>>>

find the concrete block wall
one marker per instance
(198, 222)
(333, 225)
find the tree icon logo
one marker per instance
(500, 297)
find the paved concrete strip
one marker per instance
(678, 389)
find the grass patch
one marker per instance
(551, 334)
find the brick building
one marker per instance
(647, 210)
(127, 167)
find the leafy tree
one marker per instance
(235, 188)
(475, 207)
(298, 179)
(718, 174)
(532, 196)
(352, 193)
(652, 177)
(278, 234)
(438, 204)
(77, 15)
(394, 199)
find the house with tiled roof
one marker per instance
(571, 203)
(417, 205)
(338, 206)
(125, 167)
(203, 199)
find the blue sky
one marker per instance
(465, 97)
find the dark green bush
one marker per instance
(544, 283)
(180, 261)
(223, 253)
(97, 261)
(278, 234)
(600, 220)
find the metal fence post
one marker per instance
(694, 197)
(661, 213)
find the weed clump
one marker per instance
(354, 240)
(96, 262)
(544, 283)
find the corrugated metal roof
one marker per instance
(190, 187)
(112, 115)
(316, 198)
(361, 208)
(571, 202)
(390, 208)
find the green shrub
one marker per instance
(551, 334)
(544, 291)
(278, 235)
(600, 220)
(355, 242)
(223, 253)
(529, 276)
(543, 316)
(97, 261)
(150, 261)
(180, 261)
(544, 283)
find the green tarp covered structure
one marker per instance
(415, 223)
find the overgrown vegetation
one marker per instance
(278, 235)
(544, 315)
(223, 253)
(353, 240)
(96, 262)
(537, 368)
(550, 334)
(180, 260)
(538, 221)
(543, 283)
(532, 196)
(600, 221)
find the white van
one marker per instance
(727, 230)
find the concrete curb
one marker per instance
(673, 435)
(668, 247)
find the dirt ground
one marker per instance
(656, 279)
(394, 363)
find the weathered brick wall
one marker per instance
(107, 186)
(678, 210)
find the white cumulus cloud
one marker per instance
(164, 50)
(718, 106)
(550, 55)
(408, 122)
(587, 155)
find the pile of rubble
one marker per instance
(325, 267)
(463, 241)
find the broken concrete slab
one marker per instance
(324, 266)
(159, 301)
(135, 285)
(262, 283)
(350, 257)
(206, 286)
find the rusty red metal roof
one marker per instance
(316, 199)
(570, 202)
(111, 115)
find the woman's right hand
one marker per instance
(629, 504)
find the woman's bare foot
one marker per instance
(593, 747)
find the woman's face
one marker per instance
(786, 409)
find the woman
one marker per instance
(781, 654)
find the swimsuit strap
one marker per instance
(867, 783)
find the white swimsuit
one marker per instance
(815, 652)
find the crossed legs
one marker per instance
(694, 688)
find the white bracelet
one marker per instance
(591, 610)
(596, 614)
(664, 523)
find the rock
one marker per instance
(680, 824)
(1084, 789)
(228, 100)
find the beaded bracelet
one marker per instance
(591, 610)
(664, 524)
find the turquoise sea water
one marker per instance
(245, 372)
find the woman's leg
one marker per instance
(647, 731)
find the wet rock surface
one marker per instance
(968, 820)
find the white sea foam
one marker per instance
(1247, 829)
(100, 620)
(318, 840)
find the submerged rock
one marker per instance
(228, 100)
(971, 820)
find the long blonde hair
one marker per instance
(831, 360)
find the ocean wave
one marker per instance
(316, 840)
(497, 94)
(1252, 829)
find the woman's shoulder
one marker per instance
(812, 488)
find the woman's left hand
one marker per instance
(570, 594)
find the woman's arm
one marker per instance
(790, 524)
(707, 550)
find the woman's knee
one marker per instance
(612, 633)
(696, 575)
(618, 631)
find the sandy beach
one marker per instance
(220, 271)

<<<

Extract every line above word for word, in the original order.

find the concrete block wall
one marker per instance
(198, 222)
(333, 225)
find the tree icon logo
one marker per instance
(500, 297)
find the paved concrete strip
one marker per instance
(678, 389)
find the grass patch
one marker per instance
(551, 334)
find the brick building
one marker per instance
(647, 210)
(127, 167)
find the leafy tree
one marker per instance
(235, 188)
(475, 207)
(298, 179)
(718, 174)
(532, 196)
(352, 193)
(652, 177)
(278, 234)
(438, 204)
(77, 15)
(394, 199)
find the house with tiled roof
one marker per instance
(571, 203)
(417, 205)
(338, 206)
(125, 167)
(203, 199)
find the blue sky
one marker per instance
(465, 97)
find the dark green bush
one marker per instance
(544, 283)
(180, 261)
(223, 253)
(97, 261)
(278, 234)
(600, 220)
find the metal fence post
one marker per instance
(694, 197)
(661, 213)
find the weed clump
one marker per instance
(354, 240)
(96, 262)
(544, 283)
find the corrugated metal roof
one marker per instance
(190, 187)
(112, 115)
(316, 198)
(361, 208)
(571, 202)
(390, 208)
find the green shrub
one marker per instance
(551, 334)
(544, 291)
(278, 235)
(600, 220)
(355, 242)
(223, 253)
(529, 276)
(543, 316)
(97, 261)
(150, 261)
(180, 261)
(544, 283)
find the green tarp covered structure
one marker per instance
(415, 223)
find the overgrown vegetation
one marker per instance
(278, 235)
(544, 315)
(223, 253)
(353, 240)
(96, 262)
(537, 368)
(550, 334)
(180, 260)
(538, 221)
(543, 283)
(532, 196)
(600, 221)
find the white van
one marker per instance
(727, 230)
find the concrete curb
one marker per instance
(673, 435)
(668, 247)
find the dirt ground
one marker per instance
(656, 279)
(394, 363)
find the weathered brick wall
one marker per instance
(107, 186)
(678, 210)
find the white cumulus cloud
one marker per instance
(164, 50)
(718, 106)
(550, 55)
(408, 122)
(587, 155)
find the pile of rubble
one marker per instance
(325, 267)
(463, 241)
find the broken concrete slab
one marker per instance
(324, 266)
(159, 301)
(135, 285)
(262, 283)
(350, 257)
(206, 286)
find the rusty red metal roof
one marker per instance
(316, 199)
(570, 202)
(111, 115)
find the woman's right hand
one marker per instance
(629, 504)
find the woman's bare foot
one marker per instance
(593, 747)
find the woman's face
one marker per instance
(786, 409)
find the woman
one marker per instance
(781, 654)
find the swimsuit strap
one marker per instance
(867, 783)
find the white swimsuit
one marker per instance
(815, 652)
find the crossed legs
one marker per instance
(694, 688)
find the white bracelet
one marker per instance
(591, 610)
(596, 614)
(664, 523)
find the rock
one marker per instance
(680, 824)
(1084, 789)
(228, 100)
find the beaded bracelet
one marker per instance
(591, 610)
(664, 524)
find the turquoise sea water
one marker per instance
(245, 372)
find the woman's leg
one marker per instance
(647, 731)
find the wet rock surface
one marker per instance
(968, 820)
find the white sea foam
one marker per instance
(1247, 829)
(100, 620)
(318, 840)
find the submerged rock
one marker per instance
(228, 100)
(971, 820)
find the long blonde hair
one marker per instance
(831, 360)
find the ocean wave
one marker per instance
(316, 840)
(497, 94)
(1252, 829)
find the woman's shoulder
one marker per instance
(812, 488)
find the woman's left hand
one marker per instance
(570, 594)
find the woman's arm
one marker per instance
(790, 524)
(707, 550)
find the woman's knee
one marker per instance
(612, 633)
(696, 575)
(618, 631)
find the sandy beach
one marker per instance
(220, 271)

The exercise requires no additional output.